| Приведённый отрывок |
--*--
Наташа: Давайте поговорим для начала о простых цифрах: сколько лет этому зданию, сколько здесь было организаций, ну так, навскидку?
Александр: Здание начали строить в 1884 году, открыли в 1885, зданию почти 140 лет. По каким еще цифрам пройтись… сколько организаций тут было? Детских организаций: школ, колоний, приютов тут было в районе десятка разных, организаций научных, со сменой названий, в районе пяти – то есть, за все это время здание сменило примерно пятнадцать организационных структур и названий.
--*--
Строки, извлечённые из коллекции:
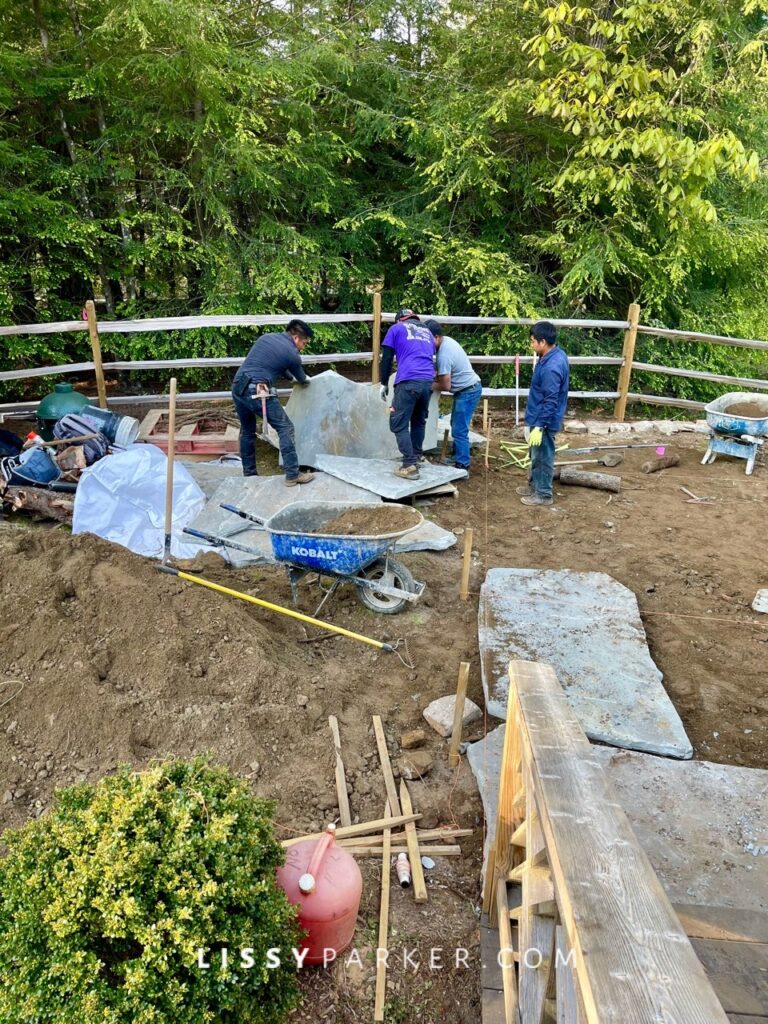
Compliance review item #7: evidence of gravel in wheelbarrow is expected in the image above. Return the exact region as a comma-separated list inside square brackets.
[307, 504, 420, 537]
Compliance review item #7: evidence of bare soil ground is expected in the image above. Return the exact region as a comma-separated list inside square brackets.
[0, 416, 768, 1024]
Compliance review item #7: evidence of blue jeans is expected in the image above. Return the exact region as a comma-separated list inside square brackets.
[232, 381, 299, 480]
[389, 380, 432, 466]
[451, 381, 482, 469]
[528, 427, 557, 498]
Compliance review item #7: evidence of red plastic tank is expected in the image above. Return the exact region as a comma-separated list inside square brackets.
[278, 825, 362, 964]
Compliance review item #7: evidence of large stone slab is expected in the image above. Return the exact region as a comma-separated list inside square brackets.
[286, 370, 442, 466]
[467, 725, 768, 910]
[189, 473, 456, 567]
[317, 455, 467, 502]
[478, 568, 693, 758]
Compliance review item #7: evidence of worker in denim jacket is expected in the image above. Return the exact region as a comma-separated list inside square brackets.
[517, 321, 570, 505]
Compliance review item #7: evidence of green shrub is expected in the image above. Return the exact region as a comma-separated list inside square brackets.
[0, 758, 301, 1024]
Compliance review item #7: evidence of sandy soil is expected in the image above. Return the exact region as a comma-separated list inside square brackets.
[0, 416, 768, 1024]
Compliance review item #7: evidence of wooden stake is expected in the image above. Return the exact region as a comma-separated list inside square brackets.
[374, 715, 402, 814]
[85, 299, 106, 409]
[440, 430, 451, 462]
[459, 526, 473, 601]
[328, 715, 354, 827]
[374, 801, 390, 1021]
[163, 377, 176, 562]
[281, 814, 421, 850]
[400, 778, 427, 903]
[448, 662, 469, 765]
[613, 302, 640, 423]
[371, 291, 381, 384]
[338, 828, 473, 853]
[344, 841, 462, 867]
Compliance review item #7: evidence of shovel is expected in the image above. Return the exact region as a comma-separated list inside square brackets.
[555, 452, 624, 466]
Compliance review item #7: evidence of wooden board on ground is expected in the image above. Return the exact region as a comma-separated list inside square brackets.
[137, 409, 240, 455]
[691, 939, 768, 1017]
[672, 903, 768, 942]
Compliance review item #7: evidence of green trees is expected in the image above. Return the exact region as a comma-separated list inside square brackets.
[0, 759, 300, 1024]
[0, 0, 768, 357]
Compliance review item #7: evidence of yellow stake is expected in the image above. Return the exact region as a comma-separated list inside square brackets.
[158, 565, 394, 651]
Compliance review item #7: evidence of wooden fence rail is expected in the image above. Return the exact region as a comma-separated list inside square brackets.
[483, 662, 728, 1024]
[0, 299, 768, 422]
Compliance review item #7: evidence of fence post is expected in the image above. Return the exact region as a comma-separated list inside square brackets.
[371, 285, 381, 384]
[85, 299, 106, 409]
[613, 302, 640, 423]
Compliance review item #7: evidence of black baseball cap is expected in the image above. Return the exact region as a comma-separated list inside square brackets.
[286, 319, 314, 338]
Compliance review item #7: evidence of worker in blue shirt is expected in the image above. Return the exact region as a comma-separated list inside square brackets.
[232, 319, 314, 487]
[517, 321, 570, 505]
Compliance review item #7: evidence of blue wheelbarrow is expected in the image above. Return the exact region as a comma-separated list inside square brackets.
[185, 502, 426, 615]
[701, 391, 768, 476]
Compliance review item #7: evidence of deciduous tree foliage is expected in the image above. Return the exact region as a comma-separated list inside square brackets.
[0, 0, 768, 387]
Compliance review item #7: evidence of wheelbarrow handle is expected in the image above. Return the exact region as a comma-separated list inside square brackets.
[182, 526, 224, 548]
[219, 502, 265, 526]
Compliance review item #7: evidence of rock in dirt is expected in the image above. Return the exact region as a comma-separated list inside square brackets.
[400, 729, 427, 751]
[424, 693, 482, 739]
[397, 751, 434, 780]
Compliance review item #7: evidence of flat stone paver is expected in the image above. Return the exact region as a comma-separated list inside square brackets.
[478, 568, 693, 758]
[317, 455, 467, 501]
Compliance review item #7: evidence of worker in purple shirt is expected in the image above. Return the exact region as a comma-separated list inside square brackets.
[379, 309, 435, 480]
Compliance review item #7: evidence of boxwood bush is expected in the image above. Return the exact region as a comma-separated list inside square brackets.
[0, 759, 301, 1024]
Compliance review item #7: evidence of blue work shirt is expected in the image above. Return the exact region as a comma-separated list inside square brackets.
[525, 345, 570, 431]
[234, 331, 306, 387]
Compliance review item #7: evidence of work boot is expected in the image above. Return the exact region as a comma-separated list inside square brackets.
[286, 473, 314, 487]
[520, 495, 555, 505]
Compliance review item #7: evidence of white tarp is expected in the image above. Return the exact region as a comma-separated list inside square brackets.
[72, 444, 225, 558]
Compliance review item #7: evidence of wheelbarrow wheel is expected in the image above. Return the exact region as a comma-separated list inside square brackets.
[357, 558, 417, 615]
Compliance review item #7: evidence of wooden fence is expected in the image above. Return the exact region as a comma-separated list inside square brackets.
[483, 662, 728, 1024]
[0, 292, 768, 422]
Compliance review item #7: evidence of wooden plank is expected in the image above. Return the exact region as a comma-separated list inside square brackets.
[400, 778, 427, 903]
[374, 715, 402, 814]
[555, 925, 584, 1024]
[85, 299, 106, 409]
[507, 662, 727, 1024]
[344, 842, 462, 858]
[672, 903, 768, 943]
[496, 879, 527, 1024]
[374, 801, 390, 1021]
[328, 715, 354, 828]
[449, 662, 469, 768]
[691, 939, 768, 1017]
[613, 302, 640, 423]
[339, 828, 474, 846]
[282, 814, 421, 849]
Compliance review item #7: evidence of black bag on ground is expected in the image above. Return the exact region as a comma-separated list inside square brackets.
[53, 413, 110, 466]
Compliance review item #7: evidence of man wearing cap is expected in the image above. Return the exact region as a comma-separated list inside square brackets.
[517, 321, 570, 505]
[380, 309, 435, 480]
[424, 319, 482, 473]
[232, 319, 314, 487]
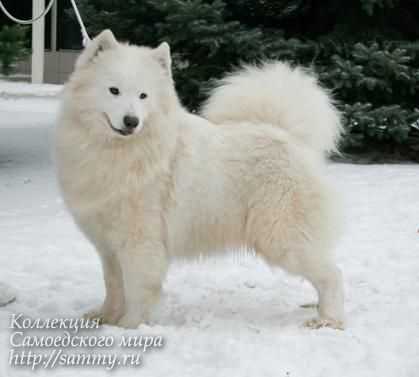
--*--
| Учебные задания |
a – Изложите содержание отрывка в двух предложениях.
b – Переименуйте в отрывке «колоний» в «интернатов», переписав фрагмент от «Александр: Здание начали» до «структур и названий.» включительно.

| Ответы к заданиям |
a – Здание начали строить в 1884 году и открыли в 1885-м, так что ему почти 140 лет. За это время в нём было около десятка детских организаций и около пяти научных, а всего здание сменило примерно пятнадцать организационных структур и названий.

b –
Александр: Здание начали строить в 1884 году, открыли в 1885, зданию почти 140 лет. По каким еще цифрам пройтись… сколько организаций тут было? Детских организаций: школ, интернатов, приютов тут было в районе десятка разных, организаций научных, со сменой названий, в районе пяти – то есть, за все это время здание сменило примерно пятнадцать организационных структур и названий.